Update the "inbox" in the Llama 4 Scout setup guide to "email", and write out the guide again from "VRAM Requirements" up to and including "one to run.".

Passage shown:
____
Meta's Llama 4 Scout runs on a single consumer GPU. Here's how to set it up in 10 minutes.
Llama 4 Scout is a Mixture-of-Experts model with 109B total parameters but only 17B active at inference time. That MoE architecture is why a 109B model fits on hardware that previously maxed out at 13B dense models. At Q4 quantization, it needs ~6GB of VRAM — an RTX 3060 handles it.
This guide covers three methods: Ollama (easiest), llama.cpp (most control), and vLLM (production serving). Pick the one that matches your use case.
VRAM Requirements
Use the VRAM calculator to check your specific GPU. General requirements for Llama 4 Scout:
| Quantization | VRAM Required | Quality vs FP16 | Best For |
|---|---|---|---|
| Q4_K_M | ~6–8 GB | ~97% | Most users, RTX 3060 / RX 6700 |
| Q5_K_M | ~9–10 GB | ~98.5% | RTX 3070 / RTX 4070 |
| Q6_K | ~11–13 GB | ~99% | RTX 3080 / RTX 4080 |
| Q8_0 | ~14–16 GB | ~99.8% | RTX 3090 / RTX 4090 |
| FP16 | ~24 GB | 100% | A100, H100, dual 3090 |
Method 1 — Ollama (Recommended)
📬 Enjoying this guide?
Get these updates in your inbox every week
New VRAM data, model benchmarks, and setup guides — straight to you. Free.
Ollama is the fastest path to a working Llama 4 install. One command to pull, one to run.
____
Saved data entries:
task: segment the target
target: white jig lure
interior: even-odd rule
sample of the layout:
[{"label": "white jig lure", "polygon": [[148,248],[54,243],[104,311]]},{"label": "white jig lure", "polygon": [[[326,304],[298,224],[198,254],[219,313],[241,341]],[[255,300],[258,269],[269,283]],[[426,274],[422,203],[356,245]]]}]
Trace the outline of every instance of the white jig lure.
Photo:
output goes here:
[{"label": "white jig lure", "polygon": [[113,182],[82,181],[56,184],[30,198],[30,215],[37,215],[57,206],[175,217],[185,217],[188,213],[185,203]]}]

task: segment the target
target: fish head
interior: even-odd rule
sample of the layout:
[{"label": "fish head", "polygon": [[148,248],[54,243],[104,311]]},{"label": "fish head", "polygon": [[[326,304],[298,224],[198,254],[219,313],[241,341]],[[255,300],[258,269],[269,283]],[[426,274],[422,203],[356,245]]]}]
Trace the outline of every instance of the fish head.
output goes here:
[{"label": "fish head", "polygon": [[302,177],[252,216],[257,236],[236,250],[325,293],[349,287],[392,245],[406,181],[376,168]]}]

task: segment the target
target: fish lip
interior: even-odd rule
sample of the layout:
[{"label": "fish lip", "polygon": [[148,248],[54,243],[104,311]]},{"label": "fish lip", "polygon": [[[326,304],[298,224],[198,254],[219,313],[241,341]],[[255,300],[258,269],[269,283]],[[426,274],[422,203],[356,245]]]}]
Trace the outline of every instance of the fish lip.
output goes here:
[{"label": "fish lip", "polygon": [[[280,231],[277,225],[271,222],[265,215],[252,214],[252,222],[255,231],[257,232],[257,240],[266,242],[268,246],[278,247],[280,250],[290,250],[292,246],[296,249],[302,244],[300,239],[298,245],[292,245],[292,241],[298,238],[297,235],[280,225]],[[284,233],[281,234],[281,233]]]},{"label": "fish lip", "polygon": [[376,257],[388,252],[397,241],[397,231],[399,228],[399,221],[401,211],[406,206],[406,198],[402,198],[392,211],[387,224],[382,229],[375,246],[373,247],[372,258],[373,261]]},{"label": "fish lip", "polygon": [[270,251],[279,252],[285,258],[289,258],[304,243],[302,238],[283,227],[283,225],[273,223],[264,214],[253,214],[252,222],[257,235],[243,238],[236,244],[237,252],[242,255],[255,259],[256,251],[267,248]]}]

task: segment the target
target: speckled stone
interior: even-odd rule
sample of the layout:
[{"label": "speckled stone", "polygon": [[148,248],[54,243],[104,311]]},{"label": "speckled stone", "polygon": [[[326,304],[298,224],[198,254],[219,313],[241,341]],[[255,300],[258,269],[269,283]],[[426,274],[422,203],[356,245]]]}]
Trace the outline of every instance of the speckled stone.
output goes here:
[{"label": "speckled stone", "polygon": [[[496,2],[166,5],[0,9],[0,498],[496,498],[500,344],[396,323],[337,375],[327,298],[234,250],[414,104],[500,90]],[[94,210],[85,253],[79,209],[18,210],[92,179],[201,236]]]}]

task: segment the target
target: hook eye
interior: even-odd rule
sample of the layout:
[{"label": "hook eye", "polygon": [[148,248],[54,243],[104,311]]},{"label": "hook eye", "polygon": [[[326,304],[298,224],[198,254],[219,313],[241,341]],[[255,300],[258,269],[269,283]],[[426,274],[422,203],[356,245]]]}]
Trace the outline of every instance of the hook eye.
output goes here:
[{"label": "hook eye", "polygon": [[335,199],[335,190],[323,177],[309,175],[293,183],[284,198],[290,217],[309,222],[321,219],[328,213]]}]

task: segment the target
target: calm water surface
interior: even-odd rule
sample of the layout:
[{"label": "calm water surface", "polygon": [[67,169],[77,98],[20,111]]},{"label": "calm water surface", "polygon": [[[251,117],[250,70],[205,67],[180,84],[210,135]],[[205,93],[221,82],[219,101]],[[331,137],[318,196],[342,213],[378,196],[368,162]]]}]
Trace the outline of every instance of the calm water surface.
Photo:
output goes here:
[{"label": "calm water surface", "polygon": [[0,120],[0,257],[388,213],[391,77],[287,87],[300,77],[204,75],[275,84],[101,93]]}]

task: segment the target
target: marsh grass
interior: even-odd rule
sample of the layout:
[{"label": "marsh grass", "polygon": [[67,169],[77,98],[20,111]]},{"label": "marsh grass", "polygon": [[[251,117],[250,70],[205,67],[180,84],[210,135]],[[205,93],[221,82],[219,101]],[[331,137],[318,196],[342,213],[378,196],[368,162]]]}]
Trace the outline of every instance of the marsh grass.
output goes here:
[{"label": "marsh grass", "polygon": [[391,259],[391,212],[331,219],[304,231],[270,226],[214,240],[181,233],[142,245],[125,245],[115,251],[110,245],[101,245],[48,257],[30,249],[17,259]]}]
____
Written response:
VRAM Requirements
Use the VRAM calculator to check your specific GPU. General requirements for Llama 4 Scout:
| Quantization | VRAM Required | Quality vs FP16 | Best For |
|---|---|---|---|
| Q4_K_M | ~6–8 GB | ~97% | Most users, RTX 3060 / RX 6700 |
| Q5_K_M | ~9–10 GB | ~98.5% | RTX 3070 / RTX 4070 |
| Q6_K | ~11–13 GB | ~99% | RTX 3080 / RTX 4080 |
| Q8_0 | ~14–16 GB | ~99.8% | RTX 3090 / RTX 4090 |
| FP16 | ~24 GB | 100% | A100, H100, dual 3090 |
Method 1 — Ollama (Recommended)
📬 Enjoying this guide?
Get these updates in your email every week
New VRAM data, model benchmarks, and setup guides — straight to you. Free.
Ollama is the fastest path to a working Llama 4 install. One command to pull, one to run.